STATED GOAL: Gather every line below that contains the word "building", and copy each one unchanged.

--- START RECORDS PROVIDED ---

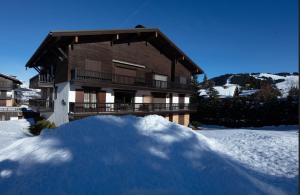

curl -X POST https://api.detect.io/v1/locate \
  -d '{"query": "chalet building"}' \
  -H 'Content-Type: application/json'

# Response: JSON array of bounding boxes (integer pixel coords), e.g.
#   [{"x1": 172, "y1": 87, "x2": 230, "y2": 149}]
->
[
  {"x1": 0, "y1": 73, "x2": 22, "y2": 106},
  {"x1": 0, "y1": 73, "x2": 22, "y2": 120},
  {"x1": 26, "y1": 28, "x2": 203, "y2": 125}
]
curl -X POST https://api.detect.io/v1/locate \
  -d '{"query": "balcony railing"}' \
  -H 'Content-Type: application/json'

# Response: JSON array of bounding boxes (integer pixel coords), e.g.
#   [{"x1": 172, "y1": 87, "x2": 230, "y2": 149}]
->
[
  {"x1": 70, "y1": 103, "x2": 197, "y2": 114},
  {"x1": 29, "y1": 74, "x2": 53, "y2": 88},
  {"x1": 71, "y1": 69, "x2": 191, "y2": 90},
  {"x1": 0, "y1": 93, "x2": 12, "y2": 100},
  {"x1": 29, "y1": 99, "x2": 54, "y2": 112},
  {"x1": 0, "y1": 82, "x2": 14, "y2": 89}
]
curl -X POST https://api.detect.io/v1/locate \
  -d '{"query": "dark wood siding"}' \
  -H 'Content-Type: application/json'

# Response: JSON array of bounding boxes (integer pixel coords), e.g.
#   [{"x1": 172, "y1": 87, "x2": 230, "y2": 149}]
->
[
  {"x1": 97, "y1": 91, "x2": 106, "y2": 103},
  {"x1": 75, "y1": 89, "x2": 84, "y2": 102},
  {"x1": 178, "y1": 114, "x2": 184, "y2": 125},
  {"x1": 69, "y1": 42, "x2": 113, "y2": 73},
  {"x1": 69, "y1": 41, "x2": 171, "y2": 80}
]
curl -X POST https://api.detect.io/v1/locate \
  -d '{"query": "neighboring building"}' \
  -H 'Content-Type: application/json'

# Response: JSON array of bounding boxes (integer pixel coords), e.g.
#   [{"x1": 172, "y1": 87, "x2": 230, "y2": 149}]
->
[
  {"x1": 0, "y1": 73, "x2": 22, "y2": 106},
  {"x1": 26, "y1": 28, "x2": 203, "y2": 125},
  {"x1": 0, "y1": 73, "x2": 22, "y2": 120}
]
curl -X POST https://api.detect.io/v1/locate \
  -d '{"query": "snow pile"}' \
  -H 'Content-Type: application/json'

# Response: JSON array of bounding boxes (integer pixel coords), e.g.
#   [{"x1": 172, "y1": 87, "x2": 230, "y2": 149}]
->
[
  {"x1": 15, "y1": 88, "x2": 41, "y2": 101},
  {"x1": 0, "y1": 119, "x2": 30, "y2": 150},
  {"x1": 0, "y1": 115, "x2": 297, "y2": 194},
  {"x1": 214, "y1": 84, "x2": 239, "y2": 97}
]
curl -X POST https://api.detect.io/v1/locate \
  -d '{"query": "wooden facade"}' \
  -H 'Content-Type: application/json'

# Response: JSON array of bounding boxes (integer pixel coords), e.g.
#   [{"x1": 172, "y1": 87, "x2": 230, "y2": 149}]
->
[{"x1": 26, "y1": 28, "x2": 202, "y2": 124}]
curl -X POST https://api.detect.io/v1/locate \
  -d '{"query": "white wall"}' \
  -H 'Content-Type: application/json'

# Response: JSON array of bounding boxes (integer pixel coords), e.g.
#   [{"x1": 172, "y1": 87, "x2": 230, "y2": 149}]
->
[
  {"x1": 134, "y1": 90, "x2": 151, "y2": 103},
  {"x1": 69, "y1": 90, "x2": 76, "y2": 102},
  {"x1": 43, "y1": 82, "x2": 70, "y2": 126},
  {"x1": 102, "y1": 88, "x2": 115, "y2": 103},
  {"x1": 184, "y1": 96, "x2": 190, "y2": 104},
  {"x1": 172, "y1": 93, "x2": 179, "y2": 104}
]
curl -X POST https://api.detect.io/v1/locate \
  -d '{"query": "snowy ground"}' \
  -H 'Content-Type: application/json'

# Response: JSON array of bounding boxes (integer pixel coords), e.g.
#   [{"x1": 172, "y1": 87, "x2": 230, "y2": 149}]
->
[
  {"x1": 0, "y1": 115, "x2": 299, "y2": 195},
  {"x1": 0, "y1": 119, "x2": 30, "y2": 151},
  {"x1": 200, "y1": 126, "x2": 299, "y2": 178}
]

--- END RECORDS PROVIDED ---

OUTPUT:
  -d '{"query": "chalet building"}' \
  -d '{"query": "neighboring building"}' \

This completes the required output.